**DESCRIPTION OF THE TASK:** Can you quote the lines below exactly, starting at the line with "Phrase: white corner trim" and going through the last one?

**RECORDS FOR THE EXERCISE:**

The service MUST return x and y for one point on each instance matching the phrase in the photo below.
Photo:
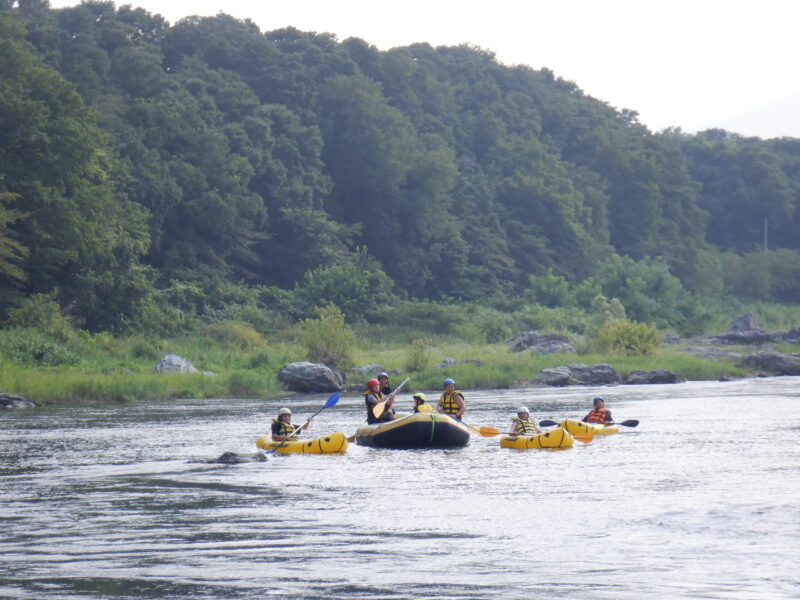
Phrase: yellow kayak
(335, 442)
(555, 438)
(576, 427)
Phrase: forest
(156, 174)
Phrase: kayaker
(372, 397)
(452, 401)
(386, 389)
(282, 428)
(522, 424)
(420, 403)
(599, 414)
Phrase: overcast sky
(686, 63)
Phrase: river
(701, 500)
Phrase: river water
(701, 500)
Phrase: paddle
(484, 431)
(331, 401)
(378, 409)
(628, 423)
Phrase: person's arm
(462, 408)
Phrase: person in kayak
(386, 389)
(452, 401)
(522, 424)
(282, 428)
(599, 414)
(373, 397)
(420, 403)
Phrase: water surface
(701, 500)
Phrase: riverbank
(123, 372)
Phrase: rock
(557, 376)
(172, 363)
(234, 458)
(773, 361)
(310, 377)
(542, 343)
(14, 401)
(579, 374)
(752, 336)
(655, 376)
(746, 322)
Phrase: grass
(108, 369)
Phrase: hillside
(155, 167)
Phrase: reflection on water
(699, 500)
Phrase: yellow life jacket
(524, 427)
(285, 429)
(449, 404)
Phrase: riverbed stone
(172, 363)
(773, 361)
(235, 458)
(306, 376)
(14, 402)
(655, 376)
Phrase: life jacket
(378, 398)
(449, 404)
(524, 427)
(596, 415)
(285, 429)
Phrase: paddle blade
(488, 431)
(378, 409)
(332, 400)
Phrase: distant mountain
(777, 119)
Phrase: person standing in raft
(522, 424)
(420, 403)
(452, 401)
(282, 428)
(372, 397)
(386, 389)
(599, 414)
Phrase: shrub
(621, 336)
(327, 340)
(236, 336)
(418, 357)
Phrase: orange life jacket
(596, 415)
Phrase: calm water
(702, 500)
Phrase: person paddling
(522, 424)
(420, 403)
(452, 401)
(599, 414)
(282, 428)
(383, 379)
(372, 397)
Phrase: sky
(691, 64)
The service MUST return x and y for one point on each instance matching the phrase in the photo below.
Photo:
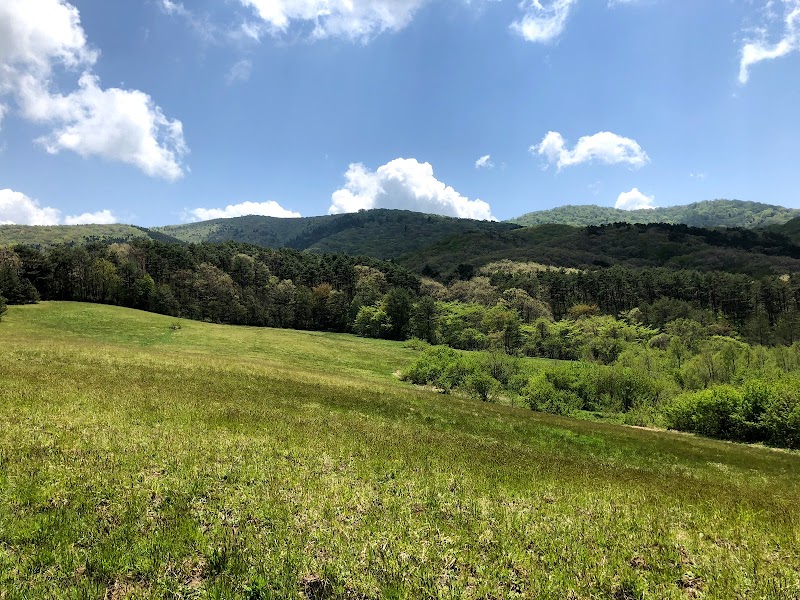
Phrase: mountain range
(731, 235)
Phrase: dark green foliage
(712, 213)
(583, 386)
(757, 412)
(225, 283)
(43, 236)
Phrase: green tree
(397, 305)
(423, 319)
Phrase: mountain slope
(381, 233)
(46, 235)
(790, 229)
(677, 246)
(711, 213)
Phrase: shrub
(429, 367)
(707, 412)
(543, 396)
(482, 386)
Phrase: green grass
(139, 460)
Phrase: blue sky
(159, 112)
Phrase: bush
(781, 417)
(707, 412)
(429, 367)
(541, 395)
(482, 386)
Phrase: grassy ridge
(139, 459)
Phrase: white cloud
(634, 200)
(239, 72)
(404, 183)
(267, 209)
(761, 49)
(101, 217)
(38, 37)
(18, 209)
(202, 26)
(544, 20)
(354, 19)
(604, 147)
(484, 162)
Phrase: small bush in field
(482, 386)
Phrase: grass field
(142, 456)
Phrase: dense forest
(712, 213)
(656, 346)
(752, 252)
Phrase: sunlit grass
(143, 456)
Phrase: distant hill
(754, 252)
(711, 213)
(790, 229)
(380, 233)
(44, 235)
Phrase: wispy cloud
(604, 147)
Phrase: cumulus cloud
(757, 50)
(404, 183)
(18, 209)
(267, 209)
(604, 147)
(634, 200)
(239, 72)
(40, 37)
(355, 19)
(543, 21)
(484, 162)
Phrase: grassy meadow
(143, 456)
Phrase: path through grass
(142, 460)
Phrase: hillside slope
(380, 233)
(790, 229)
(51, 235)
(710, 213)
(752, 252)
(144, 456)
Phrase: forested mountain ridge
(710, 213)
(52, 235)
(381, 233)
(752, 252)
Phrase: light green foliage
(51, 235)
(144, 461)
(712, 213)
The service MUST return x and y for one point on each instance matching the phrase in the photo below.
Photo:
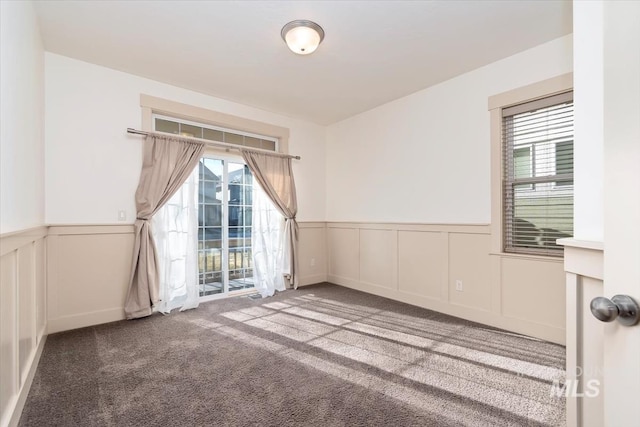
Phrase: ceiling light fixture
(303, 37)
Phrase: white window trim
(151, 105)
(213, 127)
(496, 103)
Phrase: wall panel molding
(426, 261)
(23, 288)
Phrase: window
(537, 181)
(225, 200)
(224, 226)
(213, 133)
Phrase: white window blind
(538, 175)
(213, 133)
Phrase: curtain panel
(167, 163)
(275, 176)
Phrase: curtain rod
(211, 143)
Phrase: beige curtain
(275, 176)
(166, 165)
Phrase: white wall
(22, 99)
(93, 165)
(588, 121)
(425, 158)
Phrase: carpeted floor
(323, 355)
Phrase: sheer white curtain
(175, 228)
(267, 241)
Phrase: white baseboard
(24, 391)
(312, 280)
(85, 319)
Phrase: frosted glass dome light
(302, 37)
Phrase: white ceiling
(373, 52)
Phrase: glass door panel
(224, 233)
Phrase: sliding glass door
(224, 227)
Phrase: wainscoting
(88, 272)
(23, 315)
(584, 264)
(424, 264)
(89, 268)
(64, 277)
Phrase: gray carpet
(323, 355)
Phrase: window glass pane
(268, 145)
(252, 142)
(236, 172)
(211, 169)
(247, 195)
(212, 215)
(213, 135)
(539, 209)
(248, 177)
(210, 192)
(166, 126)
(564, 157)
(190, 130)
(235, 195)
(522, 162)
(232, 138)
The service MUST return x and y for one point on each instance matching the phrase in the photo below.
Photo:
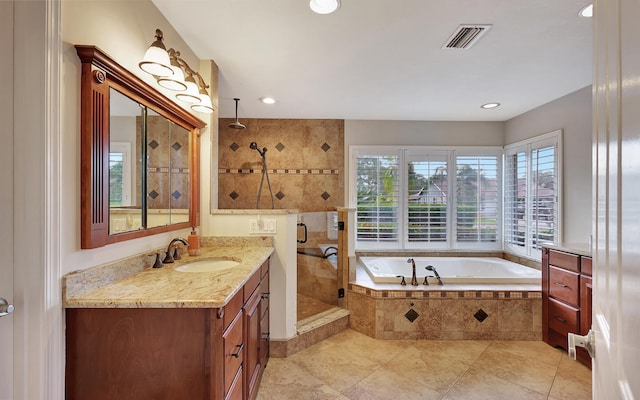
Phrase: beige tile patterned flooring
(353, 366)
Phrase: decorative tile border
(280, 171)
(445, 294)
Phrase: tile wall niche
(305, 161)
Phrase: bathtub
(452, 270)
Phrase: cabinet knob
(239, 351)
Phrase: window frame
(528, 146)
(406, 154)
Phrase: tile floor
(353, 366)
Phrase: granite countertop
(582, 249)
(167, 288)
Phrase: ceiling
(383, 59)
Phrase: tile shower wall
(305, 161)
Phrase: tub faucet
(327, 253)
(414, 280)
(168, 259)
(432, 268)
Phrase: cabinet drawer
(233, 307)
(564, 285)
(233, 351)
(564, 260)
(585, 265)
(563, 318)
(235, 392)
(251, 285)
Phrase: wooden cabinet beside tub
(171, 353)
(566, 298)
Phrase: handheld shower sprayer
(254, 146)
(265, 172)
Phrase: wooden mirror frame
(99, 73)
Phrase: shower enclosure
(317, 261)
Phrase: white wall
(572, 114)
(283, 268)
(124, 30)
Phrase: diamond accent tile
(411, 315)
(480, 315)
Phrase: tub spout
(433, 269)
(414, 279)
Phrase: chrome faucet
(433, 269)
(327, 253)
(169, 258)
(414, 279)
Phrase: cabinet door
(253, 334)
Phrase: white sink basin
(210, 265)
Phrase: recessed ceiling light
(267, 100)
(587, 12)
(324, 6)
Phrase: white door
(6, 199)
(616, 301)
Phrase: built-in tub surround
(451, 311)
(132, 283)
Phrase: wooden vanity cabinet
(566, 298)
(169, 353)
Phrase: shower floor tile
(353, 366)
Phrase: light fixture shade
(175, 82)
(204, 106)
(324, 6)
(191, 95)
(156, 60)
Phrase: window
(120, 174)
(478, 199)
(419, 197)
(377, 198)
(532, 182)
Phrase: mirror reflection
(142, 140)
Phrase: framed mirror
(140, 156)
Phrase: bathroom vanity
(566, 296)
(166, 334)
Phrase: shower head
(236, 124)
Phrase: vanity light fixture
(180, 77)
(267, 100)
(156, 59)
(586, 12)
(324, 6)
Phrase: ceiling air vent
(465, 36)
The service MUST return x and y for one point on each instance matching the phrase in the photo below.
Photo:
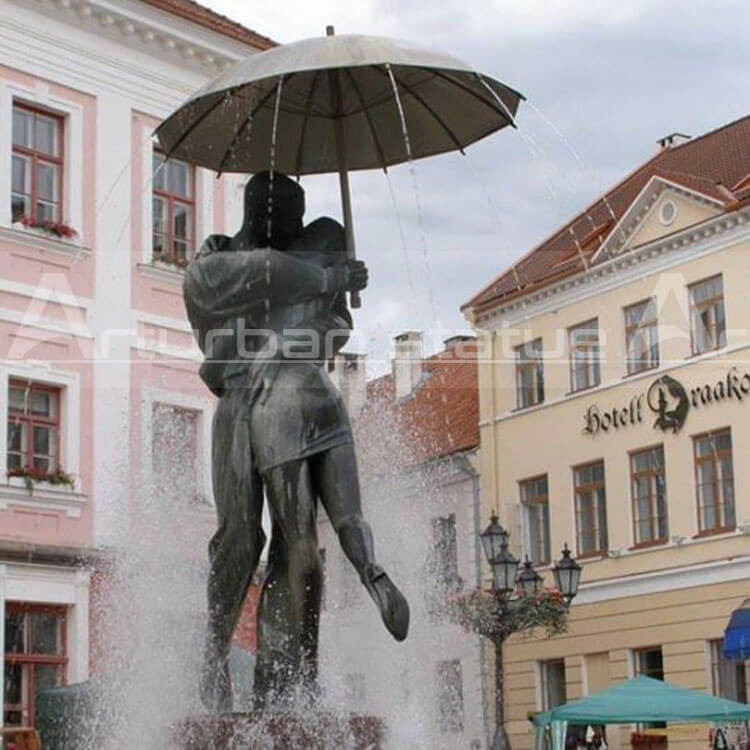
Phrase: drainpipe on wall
(464, 465)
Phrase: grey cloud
(612, 77)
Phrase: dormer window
(667, 213)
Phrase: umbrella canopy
(737, 633)
(646, 699)
(229, 125)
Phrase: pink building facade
(95, 352)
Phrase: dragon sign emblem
(669, 401)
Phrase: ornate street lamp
(528, 579)
(505, 579)
(493, 538)
(567, 574)
(504, 565)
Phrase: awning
(646, 699)
(737, 634)
(641, 699)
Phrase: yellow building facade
(615, 417)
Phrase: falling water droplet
(407, 144)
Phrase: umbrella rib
(437, 117)
(248, 120)
(366, 112)
(473, 93)
(308, 107)
(193, 126)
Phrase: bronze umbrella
(334, 104)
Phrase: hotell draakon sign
(668, 399)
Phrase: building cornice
(660, 581)
(590, 393)
(701, 239)
(616, 242)
(155, 31)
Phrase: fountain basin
(314, 730)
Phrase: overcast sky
(611, 77)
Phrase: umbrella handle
(355, 300)
(346, 199)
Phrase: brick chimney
(673, 139)
(349, 374)
(407, 364)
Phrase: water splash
(402, 236)
(417, 198)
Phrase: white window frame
(47, 584)
(72, 112)
(204, 198)
(204, 407)
(70, 414)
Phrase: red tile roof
(204, 16)
(710, 164)
(440, 418)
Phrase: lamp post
(506, 580)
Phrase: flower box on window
(56, 228)
(31, 477)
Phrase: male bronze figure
(268, 306)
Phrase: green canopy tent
(639, 699)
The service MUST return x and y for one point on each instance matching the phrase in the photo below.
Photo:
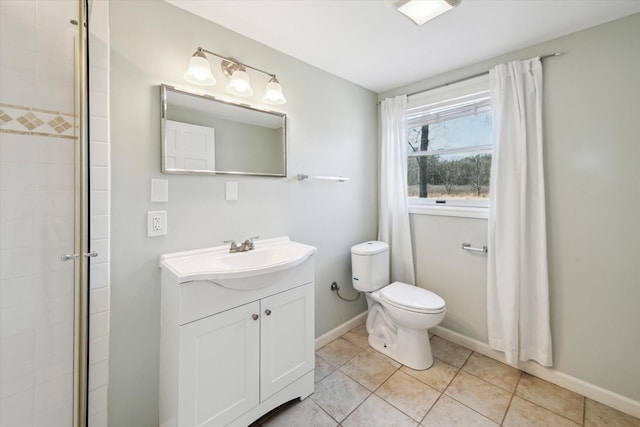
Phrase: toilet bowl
(399, 314)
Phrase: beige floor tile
(522, 413)
(504, 376)
(376, 412)
(383, 357)
(486, 398)
(307, 410)
(406, 393)
(447, 412)
(596, 414)
(338, 351)
(358, 336)
(338, 395)
(323, 368)
(550, 396)
(449, 352)
(368, 370)
(438, 376)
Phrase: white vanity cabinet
(229, 356)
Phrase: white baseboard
(576, 385)
(341, 329)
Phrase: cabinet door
(219, 367)
(287, 338)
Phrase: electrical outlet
(156, 223)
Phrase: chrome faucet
(244, 247)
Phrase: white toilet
(399, 314)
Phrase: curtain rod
(551, 55)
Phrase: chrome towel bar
(468, 247)
(302, 177)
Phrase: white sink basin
(242, 270)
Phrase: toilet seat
(412, 298)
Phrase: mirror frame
(163, 117)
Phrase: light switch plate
(156, 223)
(231, 192)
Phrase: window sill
(457, 211)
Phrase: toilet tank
(370, 266)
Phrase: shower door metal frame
(81, 244)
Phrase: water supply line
(336, 288)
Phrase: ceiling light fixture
(199, 73)
(421, 11)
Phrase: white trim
(338, 331)
(599, 394)
(459, 211)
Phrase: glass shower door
(39, 201)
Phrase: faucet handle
(233, 243)
(249, 242)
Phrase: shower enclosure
(45, 252)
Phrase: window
(449, 137)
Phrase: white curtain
(393, 227)
(517, 279)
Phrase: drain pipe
(336, 288)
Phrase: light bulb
(199, 71)
(273, 93)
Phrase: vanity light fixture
(199, 73)
(421, 11)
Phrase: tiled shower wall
(37, 137)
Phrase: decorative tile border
(36, 121)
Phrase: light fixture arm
(239, 64)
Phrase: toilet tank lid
(369, 248)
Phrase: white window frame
(452, 207)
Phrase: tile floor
(357, 386)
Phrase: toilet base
(412, 348)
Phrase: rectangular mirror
(205, 135)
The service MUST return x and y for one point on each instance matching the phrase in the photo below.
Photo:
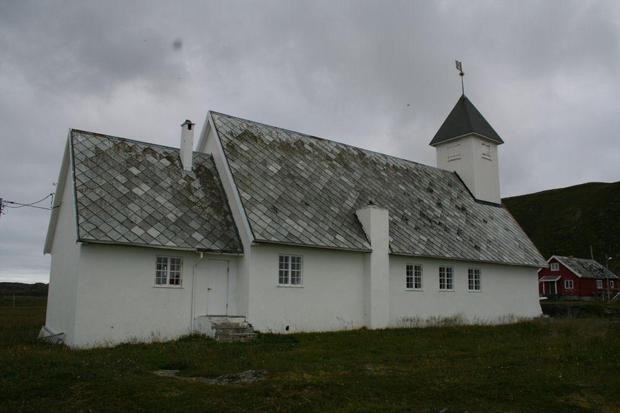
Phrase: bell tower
(467, 144)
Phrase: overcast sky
(375, 74)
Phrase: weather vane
(459, 67)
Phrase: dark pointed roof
(465, 119)
(298, 189)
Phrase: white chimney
(187, 144)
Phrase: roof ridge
(335, 142)
(135, 141)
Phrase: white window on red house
(168, 271)
(446, 279)
(413, 277)
(289, 270)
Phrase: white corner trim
(65, 168)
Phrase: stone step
(233, 330)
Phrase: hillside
(567, 221)
(35, 290)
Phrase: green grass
(550, 365)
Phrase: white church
(278, 231)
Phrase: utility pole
(607, 280)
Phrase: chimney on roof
(187, 144)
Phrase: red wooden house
(576, 277)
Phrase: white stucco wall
(62, 294)
(480, 174)
(507, 293)
(210, 143)
(332, 296)
(119, 302)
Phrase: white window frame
(415, 274)
(287, 274)
(165, 275)
(472, 273)
(454, 151)
(486, 151)
(447, 273)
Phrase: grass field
(540, 366)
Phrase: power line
(4, 204)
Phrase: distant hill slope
(566, 221)
(36, 289)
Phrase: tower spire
(459, 67)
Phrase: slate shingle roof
(464, 119)
(586, 268)
(136, 193)
(303, 190)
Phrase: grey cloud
(543, 73)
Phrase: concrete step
(232, 330)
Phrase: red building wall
(582, 287)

**THE COMPLETED TASK:**
Phrase: white corner trim
(65, 168)
Phrase: stone step
(233, 330)
Phrase: hillside
(567, 221)
(35, 290)
Phrase: green grass
(550, 365)
Phrase: white church
(278, 231)
Phrase: utility pole
(607, 280)
Phrase: chimney on roof
(187, 144)
Phrase: red wooden house
(576, 277)
Phrase: white stucco wall
(62, 294)
(480, 174)
(507, 293)
(210, 143)
(332, 296)
(119, 302)
Phrase: white window frame
(415, 274)
(287, 274)
(165, 275)
(472, 273)
(454, 151)
(486, 151)
(447, 273)
Phrase: grass field
(540, 366)
Phrase: power line
(4, 204)
Phrase: distant hill slope
(566, 221)
(36, 289)
Phrase: tower spire
(459, 67)
Phrase: slate shingle roof
(464, 119)
(586, 268)
(136, 193)
(303, 190)
Phrase: grey cloud
(543, 73)
Phrase: concrete step
(232, 330)
Phrase: red building wall
(582, 287)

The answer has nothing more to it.